→ WORK TO COMPLETE: The line containing "Expected: for every instance of the pale cloud, the" opens the span to copy, and the last line of the records below closes it. Write out that span exactly.

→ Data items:
>>>>
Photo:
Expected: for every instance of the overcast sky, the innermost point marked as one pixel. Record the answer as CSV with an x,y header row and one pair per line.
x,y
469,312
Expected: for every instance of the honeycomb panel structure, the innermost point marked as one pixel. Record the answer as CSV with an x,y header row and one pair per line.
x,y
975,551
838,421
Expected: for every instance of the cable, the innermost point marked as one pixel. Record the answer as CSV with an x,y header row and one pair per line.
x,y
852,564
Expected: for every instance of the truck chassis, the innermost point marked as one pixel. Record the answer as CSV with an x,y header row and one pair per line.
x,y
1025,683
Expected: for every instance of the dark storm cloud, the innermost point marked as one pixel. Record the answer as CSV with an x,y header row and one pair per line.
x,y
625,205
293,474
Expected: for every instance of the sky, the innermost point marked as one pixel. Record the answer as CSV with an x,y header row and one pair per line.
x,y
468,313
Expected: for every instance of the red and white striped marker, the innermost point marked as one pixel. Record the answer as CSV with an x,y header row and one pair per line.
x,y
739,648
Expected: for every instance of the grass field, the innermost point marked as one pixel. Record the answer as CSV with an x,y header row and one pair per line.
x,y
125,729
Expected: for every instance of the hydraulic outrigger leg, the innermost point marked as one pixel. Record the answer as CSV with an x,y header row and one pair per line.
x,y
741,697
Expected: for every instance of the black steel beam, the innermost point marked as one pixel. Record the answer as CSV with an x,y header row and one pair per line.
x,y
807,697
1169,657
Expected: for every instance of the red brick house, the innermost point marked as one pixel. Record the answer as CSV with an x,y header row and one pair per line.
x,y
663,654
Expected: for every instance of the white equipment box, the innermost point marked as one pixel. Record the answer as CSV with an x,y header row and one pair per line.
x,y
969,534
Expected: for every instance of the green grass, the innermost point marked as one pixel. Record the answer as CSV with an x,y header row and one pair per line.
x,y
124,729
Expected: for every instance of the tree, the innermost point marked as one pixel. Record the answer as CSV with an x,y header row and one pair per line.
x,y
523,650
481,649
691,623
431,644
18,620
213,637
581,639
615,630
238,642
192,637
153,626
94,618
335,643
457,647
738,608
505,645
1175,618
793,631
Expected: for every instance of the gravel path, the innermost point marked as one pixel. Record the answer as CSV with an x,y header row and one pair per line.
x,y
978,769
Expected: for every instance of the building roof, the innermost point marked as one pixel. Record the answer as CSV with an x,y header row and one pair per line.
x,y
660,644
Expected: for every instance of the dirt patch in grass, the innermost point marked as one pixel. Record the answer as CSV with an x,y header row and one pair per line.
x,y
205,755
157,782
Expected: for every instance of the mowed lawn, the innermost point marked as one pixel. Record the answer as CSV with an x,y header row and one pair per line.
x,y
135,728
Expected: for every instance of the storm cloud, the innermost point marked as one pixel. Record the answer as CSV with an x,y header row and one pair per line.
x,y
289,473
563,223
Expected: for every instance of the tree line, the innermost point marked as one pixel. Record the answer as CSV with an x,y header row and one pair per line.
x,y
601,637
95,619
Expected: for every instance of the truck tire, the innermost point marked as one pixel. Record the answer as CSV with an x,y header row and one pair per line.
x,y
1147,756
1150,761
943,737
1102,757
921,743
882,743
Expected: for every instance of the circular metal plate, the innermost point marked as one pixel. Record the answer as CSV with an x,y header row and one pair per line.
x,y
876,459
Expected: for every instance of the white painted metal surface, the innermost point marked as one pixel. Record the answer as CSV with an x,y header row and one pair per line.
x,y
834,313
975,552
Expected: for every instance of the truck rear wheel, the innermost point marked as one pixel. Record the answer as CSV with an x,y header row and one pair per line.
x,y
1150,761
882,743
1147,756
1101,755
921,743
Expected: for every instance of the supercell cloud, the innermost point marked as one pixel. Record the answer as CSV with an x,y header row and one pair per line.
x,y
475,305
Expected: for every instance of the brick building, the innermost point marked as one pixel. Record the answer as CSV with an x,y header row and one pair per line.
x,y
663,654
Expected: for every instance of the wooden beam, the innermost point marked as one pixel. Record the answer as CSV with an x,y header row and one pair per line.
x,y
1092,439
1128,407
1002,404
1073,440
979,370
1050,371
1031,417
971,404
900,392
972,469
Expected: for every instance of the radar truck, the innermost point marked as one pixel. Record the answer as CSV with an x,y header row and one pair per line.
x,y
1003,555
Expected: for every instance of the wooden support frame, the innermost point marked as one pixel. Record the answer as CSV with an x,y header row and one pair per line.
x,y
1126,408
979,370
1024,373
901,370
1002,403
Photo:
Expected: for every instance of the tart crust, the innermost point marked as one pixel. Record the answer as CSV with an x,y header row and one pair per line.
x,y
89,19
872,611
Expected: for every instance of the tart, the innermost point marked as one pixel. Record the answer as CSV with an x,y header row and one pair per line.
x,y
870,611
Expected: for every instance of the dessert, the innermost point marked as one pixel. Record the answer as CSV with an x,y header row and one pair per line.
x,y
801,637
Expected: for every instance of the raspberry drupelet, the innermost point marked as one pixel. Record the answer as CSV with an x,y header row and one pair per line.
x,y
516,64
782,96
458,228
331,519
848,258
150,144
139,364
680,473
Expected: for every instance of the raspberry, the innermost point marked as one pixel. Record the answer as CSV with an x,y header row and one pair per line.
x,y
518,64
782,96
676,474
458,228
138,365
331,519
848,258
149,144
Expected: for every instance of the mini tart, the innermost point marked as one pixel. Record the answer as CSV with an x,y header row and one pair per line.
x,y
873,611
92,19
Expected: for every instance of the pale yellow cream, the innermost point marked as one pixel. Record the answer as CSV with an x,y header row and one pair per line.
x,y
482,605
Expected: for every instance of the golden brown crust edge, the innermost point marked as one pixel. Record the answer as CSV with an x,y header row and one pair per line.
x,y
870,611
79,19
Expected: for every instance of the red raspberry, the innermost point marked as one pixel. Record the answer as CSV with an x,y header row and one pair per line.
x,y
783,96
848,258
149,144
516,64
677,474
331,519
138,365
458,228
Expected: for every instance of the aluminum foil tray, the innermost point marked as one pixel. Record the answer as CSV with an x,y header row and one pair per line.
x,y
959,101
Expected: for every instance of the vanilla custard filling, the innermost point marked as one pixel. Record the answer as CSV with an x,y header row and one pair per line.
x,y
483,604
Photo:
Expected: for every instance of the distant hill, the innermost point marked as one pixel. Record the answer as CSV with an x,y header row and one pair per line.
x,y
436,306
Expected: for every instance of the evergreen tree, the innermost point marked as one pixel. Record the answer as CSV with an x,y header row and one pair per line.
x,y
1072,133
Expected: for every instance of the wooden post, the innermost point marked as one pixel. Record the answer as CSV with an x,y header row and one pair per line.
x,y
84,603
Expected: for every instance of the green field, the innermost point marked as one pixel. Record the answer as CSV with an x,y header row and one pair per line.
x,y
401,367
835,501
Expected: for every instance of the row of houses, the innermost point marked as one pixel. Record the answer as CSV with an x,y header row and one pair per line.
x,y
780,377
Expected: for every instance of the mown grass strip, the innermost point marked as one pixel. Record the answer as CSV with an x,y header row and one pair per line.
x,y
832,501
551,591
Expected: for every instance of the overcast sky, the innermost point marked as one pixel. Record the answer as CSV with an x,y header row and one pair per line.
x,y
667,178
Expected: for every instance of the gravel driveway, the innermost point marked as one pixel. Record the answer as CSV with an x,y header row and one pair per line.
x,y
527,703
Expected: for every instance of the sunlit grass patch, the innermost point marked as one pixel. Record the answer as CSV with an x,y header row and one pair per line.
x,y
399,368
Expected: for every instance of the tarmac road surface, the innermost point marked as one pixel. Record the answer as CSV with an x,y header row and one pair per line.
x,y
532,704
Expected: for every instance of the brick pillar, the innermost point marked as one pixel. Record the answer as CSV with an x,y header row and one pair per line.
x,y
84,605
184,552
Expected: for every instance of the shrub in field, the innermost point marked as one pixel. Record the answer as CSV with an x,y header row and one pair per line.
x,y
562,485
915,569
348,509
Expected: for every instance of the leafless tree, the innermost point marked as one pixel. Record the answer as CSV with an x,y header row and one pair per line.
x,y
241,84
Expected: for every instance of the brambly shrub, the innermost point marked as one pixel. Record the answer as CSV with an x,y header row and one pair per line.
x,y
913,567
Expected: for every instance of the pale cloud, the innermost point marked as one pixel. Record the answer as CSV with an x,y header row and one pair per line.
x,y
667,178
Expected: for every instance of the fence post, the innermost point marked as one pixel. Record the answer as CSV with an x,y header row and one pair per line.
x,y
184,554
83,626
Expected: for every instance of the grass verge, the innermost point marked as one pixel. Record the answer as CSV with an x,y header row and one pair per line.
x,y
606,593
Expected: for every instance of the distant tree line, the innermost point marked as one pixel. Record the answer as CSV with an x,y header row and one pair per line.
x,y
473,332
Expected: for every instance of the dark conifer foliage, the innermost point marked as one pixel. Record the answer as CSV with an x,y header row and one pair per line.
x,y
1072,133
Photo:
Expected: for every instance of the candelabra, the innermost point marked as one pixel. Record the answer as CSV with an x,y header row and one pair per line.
<<<<
→ RESPONSE:
Expected: for every instance of the pale cloud, the innermost point marked as one pixel. Record the answer as CSV with an x,y header row and one pair per line.
x,y
667,178
Expected: for every instance of the fence post, the innermost point marked as one pixel. Record the answer as CSV with an x,y header row and one pair per line.
x,y
184,554
83,626
Expected: for every instance of the grass verge, the innermost point marked as one pixel. Record the answer as CSV with an x,y header row and one pair per line.
x,y
606,593
Expected: for every instance of the distant tree line, the innermost point marked as one pixel. Record the answer as CSV with an x,y header row and one pair per line.
x,y
473,332
Expected: for every instance of the dark conifer foliage, the innermost point marked as one pixel. Record the answer as CSV with an x,y header row and one pair per line.
x,y
1072,133
Photo:
Expected: for every instance of the candelabra, the innermost point marked as one pixel. Record the answer as CSV with an x,y header row and one pair per line.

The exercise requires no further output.